▸ ÉNONCÉ
Dans l'extrait sur Khansa Batma ci-dessous, reprenez s'il vous plaît le passage qui s'ouvre sur les mots contenant « En 2003, Khansa » et se ferme sur « dans la musique. », en y remplaçant « serveuse » par « vendeuse ».

▸ EXTRAIT DU DOCUMENT
────────────────────────────────────────

En 2003, Khansa s’est lancée dans le cinéma, et le mannequinat ! Artiste pluridisciplinaire et autodidacte, elle explore différents univers artistiques. Défilés de mode pour la maison Cacharel. Des séances photos sur les « unes » de certains magazines féminins marocains. « Je refuse qu’on exploite un corps nu de femme, en photos, pour vendre par exemple des produits cosmétiques. Le corps de la femme est sacré. Je vois qu’à nos jours, le statut de la femme a beaucoup évolué dans le monde arabe. La raison c’est que la femme a envahi l’espace public, réservé étroitement, pendant longtemps, aux hommes », ajoute Batma.

Khansa Batma s’est fait remarquer dans le film Les Années d’exil, en 2002, de Nabil Lahlou. Puis dans le rôle d’une serveuse dans L’Anniversaire, un film français de Diane Kurris, tourné à Marrakech en 2005. Néanmoins, elle avoue se retrouver beaucoup mieux dans la musique.

La jeune étudiante en lettres était de tout temps consciente du poids de l’héritage marocain et vivement attirée par la musique. « Je m’ennuie rapidement. Et comme je suis une personne qui se donne entièrement, je n’aime pas faire les choses à moitié. Ma passion pour la musique m’emportait toujours », dit-elle.

────────────────────────────────────────

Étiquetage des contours
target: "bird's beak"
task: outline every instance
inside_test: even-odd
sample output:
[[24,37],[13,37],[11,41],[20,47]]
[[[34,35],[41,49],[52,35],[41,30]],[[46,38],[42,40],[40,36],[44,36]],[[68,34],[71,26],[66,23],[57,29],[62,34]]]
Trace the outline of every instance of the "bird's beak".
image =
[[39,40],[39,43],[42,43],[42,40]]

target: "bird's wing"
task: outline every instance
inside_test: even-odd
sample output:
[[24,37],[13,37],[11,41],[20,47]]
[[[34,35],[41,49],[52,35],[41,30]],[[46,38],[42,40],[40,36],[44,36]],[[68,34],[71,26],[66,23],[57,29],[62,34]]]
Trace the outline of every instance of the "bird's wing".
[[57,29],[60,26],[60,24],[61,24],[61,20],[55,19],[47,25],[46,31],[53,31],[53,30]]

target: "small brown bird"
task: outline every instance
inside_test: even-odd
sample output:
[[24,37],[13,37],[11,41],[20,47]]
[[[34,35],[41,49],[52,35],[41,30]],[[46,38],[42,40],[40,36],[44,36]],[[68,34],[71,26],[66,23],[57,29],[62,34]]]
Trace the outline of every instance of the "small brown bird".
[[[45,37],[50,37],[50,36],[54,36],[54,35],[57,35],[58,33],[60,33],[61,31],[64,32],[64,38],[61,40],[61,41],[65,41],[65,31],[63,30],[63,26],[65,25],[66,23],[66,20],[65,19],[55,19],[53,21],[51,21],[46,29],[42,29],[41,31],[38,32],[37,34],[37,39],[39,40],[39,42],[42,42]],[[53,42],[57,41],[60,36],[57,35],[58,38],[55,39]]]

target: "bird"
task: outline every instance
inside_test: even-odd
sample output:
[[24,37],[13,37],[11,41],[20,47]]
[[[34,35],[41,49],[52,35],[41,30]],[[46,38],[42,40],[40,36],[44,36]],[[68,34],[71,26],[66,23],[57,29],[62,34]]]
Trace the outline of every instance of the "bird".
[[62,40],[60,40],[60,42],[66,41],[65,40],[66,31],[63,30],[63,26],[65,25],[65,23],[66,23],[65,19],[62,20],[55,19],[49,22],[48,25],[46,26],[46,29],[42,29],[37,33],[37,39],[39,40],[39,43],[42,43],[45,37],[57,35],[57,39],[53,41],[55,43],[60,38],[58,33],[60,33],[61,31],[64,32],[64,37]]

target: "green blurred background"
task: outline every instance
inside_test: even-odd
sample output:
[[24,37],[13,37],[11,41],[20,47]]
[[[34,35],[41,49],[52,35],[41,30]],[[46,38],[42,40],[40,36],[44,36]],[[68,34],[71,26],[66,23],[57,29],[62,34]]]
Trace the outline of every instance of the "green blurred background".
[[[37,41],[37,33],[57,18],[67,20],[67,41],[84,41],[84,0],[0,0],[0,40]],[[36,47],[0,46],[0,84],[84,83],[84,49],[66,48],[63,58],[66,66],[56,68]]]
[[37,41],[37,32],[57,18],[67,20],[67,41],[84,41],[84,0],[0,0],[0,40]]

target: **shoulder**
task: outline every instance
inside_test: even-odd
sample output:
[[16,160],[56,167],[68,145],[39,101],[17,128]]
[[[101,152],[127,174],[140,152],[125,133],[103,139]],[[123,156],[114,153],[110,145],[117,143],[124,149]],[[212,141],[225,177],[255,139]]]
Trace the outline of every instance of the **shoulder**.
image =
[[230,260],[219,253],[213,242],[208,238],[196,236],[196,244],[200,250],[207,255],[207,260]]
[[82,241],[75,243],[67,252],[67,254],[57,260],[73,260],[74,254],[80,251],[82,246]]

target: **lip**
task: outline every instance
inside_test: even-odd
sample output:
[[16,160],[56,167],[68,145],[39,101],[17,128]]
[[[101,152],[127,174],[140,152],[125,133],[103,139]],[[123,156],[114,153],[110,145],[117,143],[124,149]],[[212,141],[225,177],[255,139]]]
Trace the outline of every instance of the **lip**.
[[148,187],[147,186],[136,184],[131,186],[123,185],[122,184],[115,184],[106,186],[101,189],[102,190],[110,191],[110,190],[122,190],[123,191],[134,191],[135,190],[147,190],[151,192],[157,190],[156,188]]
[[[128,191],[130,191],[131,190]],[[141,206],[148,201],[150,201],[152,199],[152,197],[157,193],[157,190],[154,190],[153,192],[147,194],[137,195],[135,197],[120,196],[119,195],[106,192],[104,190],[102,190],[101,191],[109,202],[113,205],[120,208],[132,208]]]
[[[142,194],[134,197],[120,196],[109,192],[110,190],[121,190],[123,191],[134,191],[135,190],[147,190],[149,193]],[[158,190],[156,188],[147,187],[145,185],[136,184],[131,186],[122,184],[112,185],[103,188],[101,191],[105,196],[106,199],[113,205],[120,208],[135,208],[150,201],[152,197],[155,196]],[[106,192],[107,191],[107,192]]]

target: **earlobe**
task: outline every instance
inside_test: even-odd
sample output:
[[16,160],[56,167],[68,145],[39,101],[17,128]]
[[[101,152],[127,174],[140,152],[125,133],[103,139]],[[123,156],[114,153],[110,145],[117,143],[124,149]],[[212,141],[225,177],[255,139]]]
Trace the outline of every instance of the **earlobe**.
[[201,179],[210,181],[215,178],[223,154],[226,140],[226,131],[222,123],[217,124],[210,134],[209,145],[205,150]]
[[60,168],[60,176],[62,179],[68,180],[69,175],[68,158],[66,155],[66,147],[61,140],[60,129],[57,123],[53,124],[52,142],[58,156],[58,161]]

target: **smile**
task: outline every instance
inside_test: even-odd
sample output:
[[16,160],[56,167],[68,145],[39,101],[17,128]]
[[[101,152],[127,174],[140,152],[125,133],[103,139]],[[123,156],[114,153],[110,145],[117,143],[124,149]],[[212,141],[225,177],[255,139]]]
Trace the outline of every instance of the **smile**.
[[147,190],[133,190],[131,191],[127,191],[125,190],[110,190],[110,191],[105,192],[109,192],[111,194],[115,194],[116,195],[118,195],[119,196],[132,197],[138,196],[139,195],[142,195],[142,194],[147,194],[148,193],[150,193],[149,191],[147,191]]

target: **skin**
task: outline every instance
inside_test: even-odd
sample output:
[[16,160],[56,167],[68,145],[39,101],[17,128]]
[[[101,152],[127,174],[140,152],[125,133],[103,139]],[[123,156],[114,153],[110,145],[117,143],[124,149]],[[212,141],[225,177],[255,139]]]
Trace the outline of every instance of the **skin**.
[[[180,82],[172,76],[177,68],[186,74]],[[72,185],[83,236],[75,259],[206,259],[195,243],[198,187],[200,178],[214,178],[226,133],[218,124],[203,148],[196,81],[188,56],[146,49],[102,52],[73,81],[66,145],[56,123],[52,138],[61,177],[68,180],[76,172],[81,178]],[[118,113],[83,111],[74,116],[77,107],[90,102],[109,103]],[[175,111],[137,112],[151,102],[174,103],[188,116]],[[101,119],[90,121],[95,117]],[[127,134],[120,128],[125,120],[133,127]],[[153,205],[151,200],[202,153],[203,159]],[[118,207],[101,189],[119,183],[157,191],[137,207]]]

────────────────────────────────────────

▸ CORRIGÉ
En 2003, Khansa s’est lancée dans le cinéma, et le mannequinat ! Artiste pluridisciplinaire et autodidacte, elle explore différents univers artistiques. Défilés de mode pour la maison Cacharel. Des séances photos sur les « unes » de certains magazines féminins marocains. « Je refuse qu’on exploite un corps nu de femme, en photos, pour vendre par exemple des produits cosmétiques. Le corps de la femme est sacré. Je vois qu’à nos jours, le statut de la femme a beaucoup évolué dans le monde arabe. La raison c’est que la femme a envahi l’espace public, réservé étroitement, pendant longtemps, aux hommes », ajoute Batma.

Khansa Batma s’est fait remarquer dans le film Les Années d’exil, en 2002, de Nabil Lahlou. Puis dans le rôle d’une vendeuse dans L’Anniversaire, un film français de Diane Kurris, tourné à Marrakech en 2005. Néanmoins, elle avoue se retrouver beaucoup mieux dans la musique.